**** TEXT EXCERPT

This is no innovation of Rāmakaṇṭha’s: both the earlier exegetes in his Saiddhāntika tradition, and the Saiddhāntika scriptures themselves, locate jñāna at two different places on the scale of tattvas that is partially inherited from Sāṅkhya: within the material world (i.e. that which evolves out of māyā) at the level of buddhi-tattva, where jñana features as one of the eight properties (referred to in Śaiva literature with such terms as bhāva, dharma, guṇa, aṅga) of the buddhi,17 and as the immaterial nature of selves (which are qualitatively, but not numerically, identical to Śiva).

********
**** SUPPLIED ENTRIES

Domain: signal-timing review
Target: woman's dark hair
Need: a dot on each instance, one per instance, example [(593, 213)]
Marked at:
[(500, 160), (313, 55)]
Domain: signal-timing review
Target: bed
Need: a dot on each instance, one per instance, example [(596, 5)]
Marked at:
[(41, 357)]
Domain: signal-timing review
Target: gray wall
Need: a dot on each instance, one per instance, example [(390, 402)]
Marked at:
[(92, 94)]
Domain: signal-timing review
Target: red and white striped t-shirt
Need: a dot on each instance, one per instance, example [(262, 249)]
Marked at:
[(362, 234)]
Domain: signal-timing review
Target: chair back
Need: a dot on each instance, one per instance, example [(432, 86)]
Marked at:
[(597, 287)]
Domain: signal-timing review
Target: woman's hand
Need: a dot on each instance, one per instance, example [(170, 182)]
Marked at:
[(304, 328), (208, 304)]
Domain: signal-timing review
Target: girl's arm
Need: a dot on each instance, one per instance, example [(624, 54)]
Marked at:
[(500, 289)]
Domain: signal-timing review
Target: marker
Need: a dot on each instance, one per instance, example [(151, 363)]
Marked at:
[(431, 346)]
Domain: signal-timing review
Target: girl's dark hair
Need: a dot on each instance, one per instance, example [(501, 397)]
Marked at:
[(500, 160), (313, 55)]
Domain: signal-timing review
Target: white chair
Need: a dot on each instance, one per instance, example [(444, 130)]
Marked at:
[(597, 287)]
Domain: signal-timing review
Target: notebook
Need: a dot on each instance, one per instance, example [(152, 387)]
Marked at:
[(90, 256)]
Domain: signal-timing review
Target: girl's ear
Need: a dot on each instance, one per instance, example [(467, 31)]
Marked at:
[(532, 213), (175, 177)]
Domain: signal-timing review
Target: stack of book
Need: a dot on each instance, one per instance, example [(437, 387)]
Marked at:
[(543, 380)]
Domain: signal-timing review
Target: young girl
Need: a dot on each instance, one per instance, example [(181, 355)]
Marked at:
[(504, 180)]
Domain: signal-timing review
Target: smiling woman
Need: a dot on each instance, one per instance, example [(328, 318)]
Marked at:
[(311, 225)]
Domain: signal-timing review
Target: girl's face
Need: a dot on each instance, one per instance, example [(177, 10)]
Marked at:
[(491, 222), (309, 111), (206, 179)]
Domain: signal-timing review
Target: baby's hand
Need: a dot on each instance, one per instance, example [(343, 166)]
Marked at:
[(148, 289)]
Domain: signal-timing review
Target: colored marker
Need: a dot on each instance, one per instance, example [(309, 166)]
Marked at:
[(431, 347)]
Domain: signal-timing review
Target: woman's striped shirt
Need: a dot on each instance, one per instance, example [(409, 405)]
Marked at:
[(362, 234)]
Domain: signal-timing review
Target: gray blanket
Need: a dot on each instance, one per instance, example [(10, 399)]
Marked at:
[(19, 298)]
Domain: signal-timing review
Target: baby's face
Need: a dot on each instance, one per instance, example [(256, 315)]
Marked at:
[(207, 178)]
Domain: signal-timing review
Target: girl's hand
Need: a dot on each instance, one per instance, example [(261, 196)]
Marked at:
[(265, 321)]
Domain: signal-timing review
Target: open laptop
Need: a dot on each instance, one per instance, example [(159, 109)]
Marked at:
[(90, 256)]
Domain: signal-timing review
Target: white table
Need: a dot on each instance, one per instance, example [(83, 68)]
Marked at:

********

_TASK DIRECTIONS_. Transcribe the part of the text on jñāna in the Saiddhāntika tradition, starting with "This is no innovation" and going on through "identical to Śiva).".

_RESPONSE TO THIS EXERCISE_.
This is no innovation of Rāmakaṇṭha’s: both the earlier exegetes in his Saiddhāntika tradition, and the Saiddhāntika scriptures themselves, locate jñāna at two different places on the scale of tattvas that is partially inherited from Sāṅkhya: within the material world (i.e. that which evolves out of māyā) at the level of buddhi-tattva, where jñana features as one of the eight properties (referred to in Śaiva literature with such terms as bhāva, dharma, guṇa, aṅga) of the buddhi,17 and as the immaterial nature of selves (which are qualitatively, but not numerically, identical to Śiva).